Os Ka’apor do Maranhão levantaram a voz. Por isso querem
amordaçá-los.
Cansados de esperar que o Estado os defenda e garanta
proteção para eles e a floresta, organizaram por sua conta “missões” de
controle da reserva em que vivem.
Vigiam sobre os acessos à sua terra e surpreendem os
madeireiros que a invadem e saqueiam, protegidos e aliados a políticos e
empresários locais. Quando os índios os descobrem, apoderam-se de suas
motosserras, incendeiam seus caminhões e os expulsam de suas terras, declaradas
Kaar Husak Há, isto é Áreas Protegidas.
Eusébio Ka’apor era um dos defensores da terra indígena.
Mataram-no com dois tiros nas costas, no final de abril, pouco distante de sua
aldeia. No Brasil as vítimas da violência em terra indígena nesses últimos anos
aumentaram com a mesma proporção da arrogante bancada ruralista.
O que esperariam os Ka’apor da encíclica Laudato Sí de Papa
Francisco? Será preciso lê-la do ponto de vista deles e de muitas outras
vítimas da violência ambiental.
Nós missionários combonianos faremos dela instrumento de
estudo popular da realidade, com as comunidades cristãs junto às quais vivemos.
Muitos estão esperando por essa encíclica. Sobretudo as
comunidades e igrejas perseguidas por seu empenho em defesa da Criação e em
conflito com os grandes projetos nas regiões amazônicas: mineração,
monoculturas, hidrelétricas e barragens, infraestruturas para a exportação de
commodities... Chamados “projetos de desenvolvimento”, revelam rapidamente o
interesse quase exclusivo de desenvolver os capitais de quem investe nisso,
provocando graves violações dos direitos socioambientais às populações locais e
criminalização dos líderes populares que a eles se opõem.
Um dos motivos da criação da rede latinoamericana Iglesias y
Minería, por exemplo, foi exatamente evitar o isolamento das comunidades mais
empenhadas nessas frentes e demonstrar apoio moral, político e institucional da
Igreja a seu lado. Esse talvez será o efeito prático mais imediato e importante
de Laudato Sí.

» Complete o seguinte:
**A.** Segundo o texto sobre os Ka'apor, como foi morto Eusébio Ka'apor?
**B.** Retorne o trecho do texto sobre os Ka'apor que vai de "Eusébio Ka’apor era" a "arrogante bancada ruralista.", sem nenhuma alteração.

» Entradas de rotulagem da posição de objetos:
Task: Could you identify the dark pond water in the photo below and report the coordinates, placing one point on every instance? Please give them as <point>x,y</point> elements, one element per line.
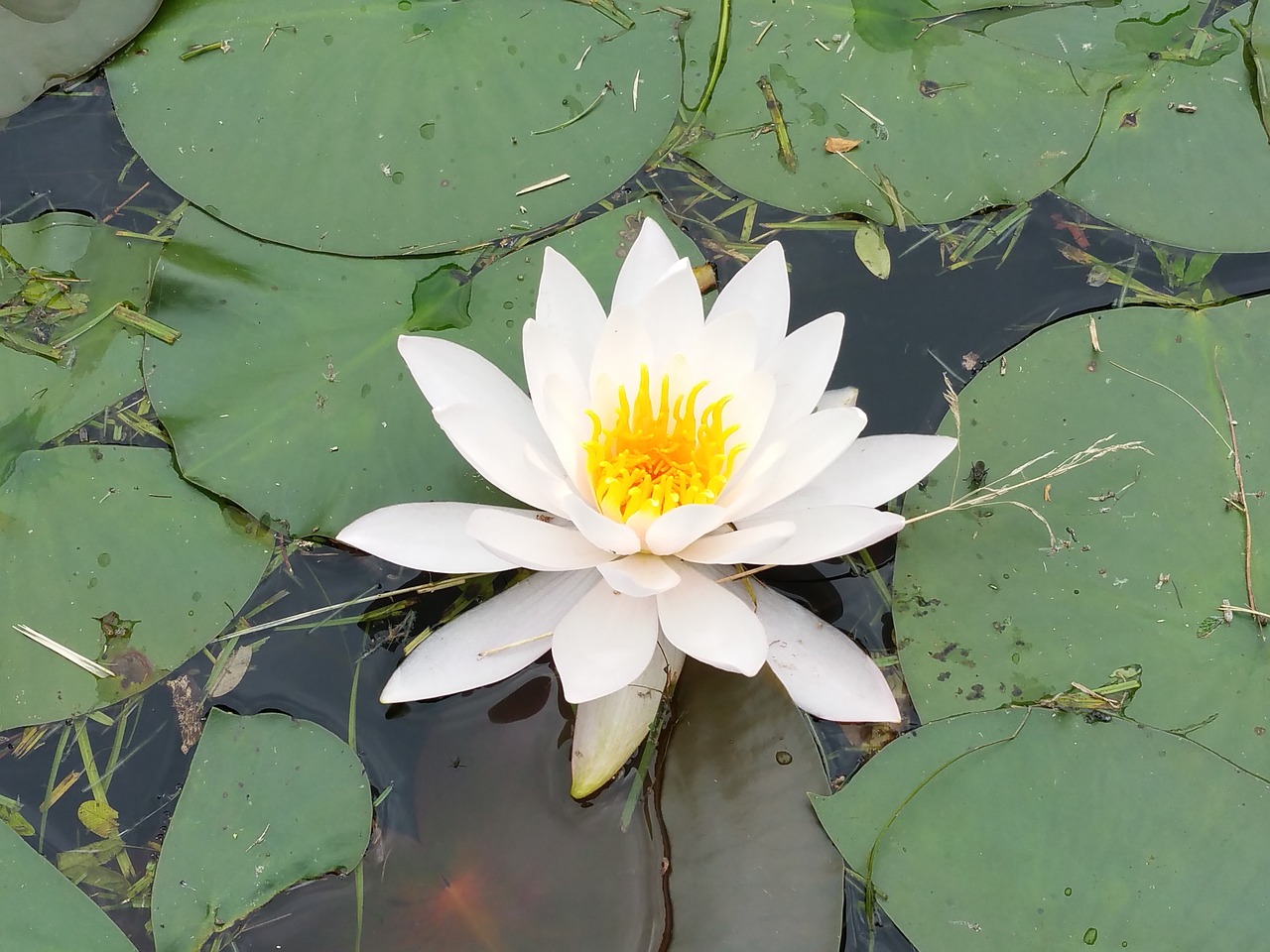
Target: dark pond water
<point>497,761</point>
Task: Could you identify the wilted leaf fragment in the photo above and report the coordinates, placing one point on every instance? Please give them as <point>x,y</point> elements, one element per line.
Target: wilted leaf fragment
<point>271,801</point>
<point>44,910</point>
<point>837,145</point>
<point>871,250</point>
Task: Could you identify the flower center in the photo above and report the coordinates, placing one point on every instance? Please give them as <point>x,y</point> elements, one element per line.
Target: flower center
<point>654,458</point>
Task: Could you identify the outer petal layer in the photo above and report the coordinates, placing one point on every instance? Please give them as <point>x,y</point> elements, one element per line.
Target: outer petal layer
<point>610,729</point>
<point>762,289</point>
<point>568,304</point>
<point>531,539</point>
<point>871,471</point>
<point>822,669</point>
<point>502,453</point>
<point>828,532</point>
<point>603,643</point>
<point>649,258</point>
<point>702,619</point>
<point>425,536</point>
<point>492,642</point>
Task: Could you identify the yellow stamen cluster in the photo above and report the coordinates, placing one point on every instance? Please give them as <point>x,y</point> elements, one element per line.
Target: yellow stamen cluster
<point>652,460</point>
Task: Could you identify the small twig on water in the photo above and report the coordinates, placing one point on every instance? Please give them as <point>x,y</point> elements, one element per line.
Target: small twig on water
<point>1239,499</point>
<point>994,490</point>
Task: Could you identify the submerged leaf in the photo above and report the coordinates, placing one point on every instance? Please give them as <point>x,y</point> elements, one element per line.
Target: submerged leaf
<point>271,801</point>
<point>989,611</point>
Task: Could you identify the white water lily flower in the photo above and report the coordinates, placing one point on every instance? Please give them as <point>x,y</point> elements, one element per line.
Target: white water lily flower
<point>658,448</point>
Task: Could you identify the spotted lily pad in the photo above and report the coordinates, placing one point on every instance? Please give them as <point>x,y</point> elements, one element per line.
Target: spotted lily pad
<point>991,611</point>
<point>271,801</point>
<point>108,552</point>
<point>40,397</point>
<point>1170,123</point>
<point>45,909</point>
<point>370,131</point>
<point>1069,834</point>
<point>286,391</point>
<point>940,109</point>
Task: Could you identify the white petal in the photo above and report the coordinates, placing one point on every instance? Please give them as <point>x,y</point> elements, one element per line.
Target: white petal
<point>448,373</point>
<point>730,546</point>
<point>842,397</point>
<point>568,304</point>
<point>802,453</point>
<point>622,350</point>
<point>822,669</point>
<point>603,643</point>
<point>425,536</point>
<point>640,575</point>
<point>649,258</point>
<point>547,354</point>
<point>488,643</point>
<point>802,366</point>
<point>707,621</point>
<point>611,536</point>
<point>762,289</point>
<point>725,348</point>
<point>671,532</point>
<point>873,470</point>
<point>672,308</point>
<point>498,451</point>
<point>749,408</point>
<point>534,540</point>
<point>610,729</point>
<point>828,531</point>
<point>562,412</point>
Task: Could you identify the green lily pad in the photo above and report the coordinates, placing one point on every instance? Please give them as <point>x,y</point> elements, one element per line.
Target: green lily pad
<point>1067,835</point>
<point>1147,547</point>
<point>751,870</point>
<point>942,118</point>
<point>1170,126</point>
<point>287,394</point>
<point>44,398</point>
<point>91,531</point>
<point>46,911</point>
<point>48,42</point>
<point>372,131</point>
<point>271,801</point>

» Respostas por tarefa:
**A.** Com dois tiros nas costas, no final de abril, pouco distante de sua aldeia.

**B.**
Eusébio Ka’apor era um dos defensores da terra indígena.
Mataram-no com dois tiros nas costas, no final de abril, pouco distante de sua
aldeia. No Brasil as vítimas da violência em terra indígena nesses últimos anos
aumentaram com a mesma proporção da arrogante bancada ruralista.